>> Start SUPPLIED TEXT
Show HN: Codeless – I show how to automate things with Lego tools - gregrog
https://codeless.how
======
gregrog
Hey, my name is Greg and I created codeless.how. For the past months I've been
automating various parts of online businesses I run. Inspired by Nomadlist,
with over 1000 bots, I've been learning different tools and applied
automations to marketing, customer service, billing etc.

A few automations I created at the beginning: \- searching emails for
invoices, OCR and put into spreadsheet -> send to accountant \- scraping bot
for websites with used cars that ping me the minute a car with specific
criteria is posted \- syncing all of the calendars and getting text
notifications only for important things \- dashboard with my social media
activity etc.

You can do a lot more with it. Later I started automating my various online
projects. As a result I've completely automated most of the common tasks:
billing, surveys, marketing, webinars. Different projects of mine now
aggregate over 200.000 paid customers with only 3 people on board... and
hundreds of robots.

The no-code, lego tools and APIs are a huge time and money saver. But I found
it really difficult to learn and apply them to my specific use-cases. Once I
discovered the potential in tools like Zapier, Airtable, Coda... I was left
clueless on WHAT and HOW to automate.

There is plenty of tutorials on how to connect X with Y, or how to make a
"clone" of Z, no-code. But I wanted some basics of how everything works and
then detailed, step-by-step instructions on how to apply it to my use cases.
And I found nothing like that.

That is why I decided to create a to-the-point resource that would save me
tons of research when I first started learning automations. I'll update it
regularly with real-life examples that work for my business.

Cheers!
>> End SUPPLIED TEXT
>> Start GIVEN DATA
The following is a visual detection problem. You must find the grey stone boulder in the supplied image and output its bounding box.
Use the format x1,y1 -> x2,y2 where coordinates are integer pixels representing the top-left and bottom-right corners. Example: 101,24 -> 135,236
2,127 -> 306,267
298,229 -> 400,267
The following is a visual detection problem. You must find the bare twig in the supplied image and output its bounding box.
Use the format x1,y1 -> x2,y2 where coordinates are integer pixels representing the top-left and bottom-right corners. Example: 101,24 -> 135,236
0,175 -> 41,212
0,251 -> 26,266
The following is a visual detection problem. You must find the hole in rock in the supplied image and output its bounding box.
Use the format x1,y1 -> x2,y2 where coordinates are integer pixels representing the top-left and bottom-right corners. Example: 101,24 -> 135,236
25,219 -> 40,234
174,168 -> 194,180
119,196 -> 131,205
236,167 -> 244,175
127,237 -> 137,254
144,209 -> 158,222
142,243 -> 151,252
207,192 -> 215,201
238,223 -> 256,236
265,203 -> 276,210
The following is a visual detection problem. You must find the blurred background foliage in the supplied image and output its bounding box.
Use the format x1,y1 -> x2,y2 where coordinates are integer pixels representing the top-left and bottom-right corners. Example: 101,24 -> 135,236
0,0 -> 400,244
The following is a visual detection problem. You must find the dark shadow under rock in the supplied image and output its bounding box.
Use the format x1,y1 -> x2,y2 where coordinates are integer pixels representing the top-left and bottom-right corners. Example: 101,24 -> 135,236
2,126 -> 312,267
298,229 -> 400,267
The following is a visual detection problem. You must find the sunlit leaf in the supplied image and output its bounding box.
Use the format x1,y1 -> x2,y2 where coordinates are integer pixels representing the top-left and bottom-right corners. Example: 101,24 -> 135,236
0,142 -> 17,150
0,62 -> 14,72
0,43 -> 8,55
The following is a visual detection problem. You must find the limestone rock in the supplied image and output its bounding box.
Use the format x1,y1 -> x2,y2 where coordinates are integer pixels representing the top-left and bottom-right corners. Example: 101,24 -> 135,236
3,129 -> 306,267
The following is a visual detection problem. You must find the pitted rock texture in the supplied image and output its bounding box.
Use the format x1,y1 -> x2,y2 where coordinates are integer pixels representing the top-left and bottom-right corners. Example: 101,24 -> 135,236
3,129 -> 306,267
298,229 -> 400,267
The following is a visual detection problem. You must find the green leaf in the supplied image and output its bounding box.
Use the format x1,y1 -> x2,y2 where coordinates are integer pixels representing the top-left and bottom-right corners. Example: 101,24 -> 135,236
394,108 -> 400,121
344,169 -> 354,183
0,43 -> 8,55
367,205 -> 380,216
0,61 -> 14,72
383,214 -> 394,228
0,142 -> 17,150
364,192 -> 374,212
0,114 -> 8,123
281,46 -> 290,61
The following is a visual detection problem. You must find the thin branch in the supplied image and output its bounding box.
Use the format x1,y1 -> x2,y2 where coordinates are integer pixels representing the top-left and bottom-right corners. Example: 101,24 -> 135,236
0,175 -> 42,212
>> End GIVEN DATA
# [WRITTEN REQUEST A]
Translate this sentence from the Codeless post into Spanish: "The no-code, lego tools and APIs are a huge time and money saver."
# [WRITTEN REQUEST B]
Reproduce the stretch of the Codeless post that opens with the words "The no-code, lego" and closes with "nothing like that.", without changing a character.

# [SOLUTION A]
Las herramientas no-code tipo lego y las API suponen un enorme ahorro de tiempo y de dinero.

# [SOLUTION B]
The no-code, lego tools and APIs are a huge time and money saver. But I found
it really difficult to learn and apply them to my specific use-cases. Once I
discovered the potential in tools like Zapier, Airtable, Coda... I was left
clueless on WHAT and HOW to automate.

There is plenty of tutorials on how to connect X with Y, or how to make a
"clone" of Z, no-code. But I wanted some basics of how everything works and
then detailed, step-by-step instructions on how to apply it to my use cases.
And I found nothing like that.